30 October 2020

12 Edible Gardening Hacks: Delectable Edibles You Can Grow Indoors!

We’re gardeners. We don’t need a patch of earth to grow our own food. No siree. We can grow our food on our windowsill. In a plastic salad box. In a mason jar. Heck, we can even grow food FROM food. Yep. Gardeners can do all of that!

Sprouting

I do my fair share of sprouting in the winter months to ensure that I’m full of freshly snipped healthy greens year round. You can grow a crunchy salad mix of peas, beans, and lentils in a mason jar…

…use a recycled plastic salad box to grow sunflower micro greens…

…or sprout teeny radish, broccoli, alfalfa, fenugreek and more as seedlings right on your kitchen table.

Herbs & More

Herbs are probably the easiest to grow indoors. Those that we eat for leaves need the least light and indoor light is just never the same as the outdoor sun. Plus, herbs pack a punch so you can snip a little for a lot of flavor.

### Data extract
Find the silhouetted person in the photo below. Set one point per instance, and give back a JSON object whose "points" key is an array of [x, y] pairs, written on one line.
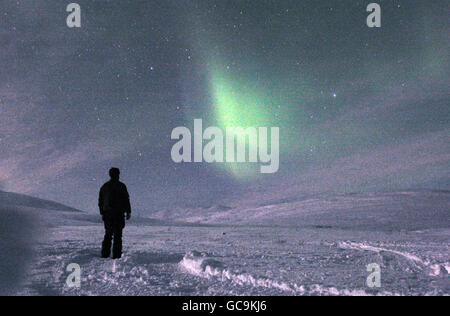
{"points": [[114, 204]]}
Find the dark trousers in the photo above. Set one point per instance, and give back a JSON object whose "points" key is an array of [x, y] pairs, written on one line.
{"points": [[113, 231]]}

### Objective
Continue the indoor edible gardening article, starting after its last sentence.

### Task result
Try growing them in a hydroponic window farm! This very cool system uses plastic bottles and drip lines to grow plants without soil right in your window. This would be the perfect system for a foodie or chef, but I think it looks pretty cool as well.

photo courtesy of windowfarms.com

Salad lovers rejoice – you can grow greens indoors all year with this handy dandy DIY salad shelf!

Are you are a little more crafty? Then you could make a Woodland Herb Garden for your kitchen wall. This project comes to us from the book Mason Jar Crafts.

If you want some great advice on bringing in your herbs to overwinter, Lynne from Sensible Gardening and Living shares her tips.

Melissa, the Empress of Dirt, shows you how to grow peas indoors. Peas! Who would have thought? I can almost taste that pea, it looks so fresh!

Growing food from um, food.

Shelley at Sow and Dipity has regrown some common (celery, avocado) and uncommon (lemongrass, taro root) groceries to greens.

The Gardening Cook shows us that growing ginger is a fun DIY gardening project for the kids and also gives great detail on edibles that are cut and come again.

You can even use the parts that you cut to grow a new plant as you can see in How to Propagate Basil from Cuttings.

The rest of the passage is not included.